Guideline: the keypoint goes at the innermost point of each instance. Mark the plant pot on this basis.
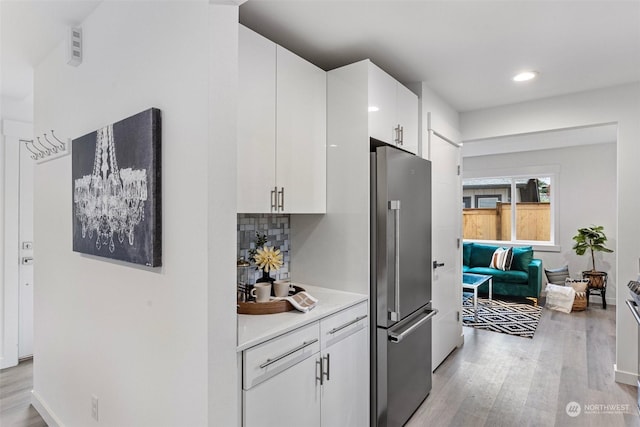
========================================================================
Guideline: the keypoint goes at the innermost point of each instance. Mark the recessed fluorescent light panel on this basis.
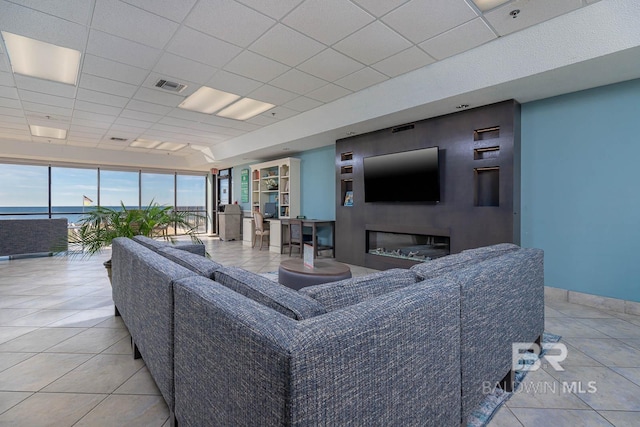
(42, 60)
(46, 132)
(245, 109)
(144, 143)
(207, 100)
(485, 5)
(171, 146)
========================================================================
The problem
Find every line in the data above that contains the string "point" and copy each of those lines in full.

Task answer
Guideline: the keypoint goes at the innermost point of each instance. Mark the plant pot on this basis.
Guideline: the keypoint goes at the innermost point of each instance. Mark the recessed fluorescent light panel on this basis.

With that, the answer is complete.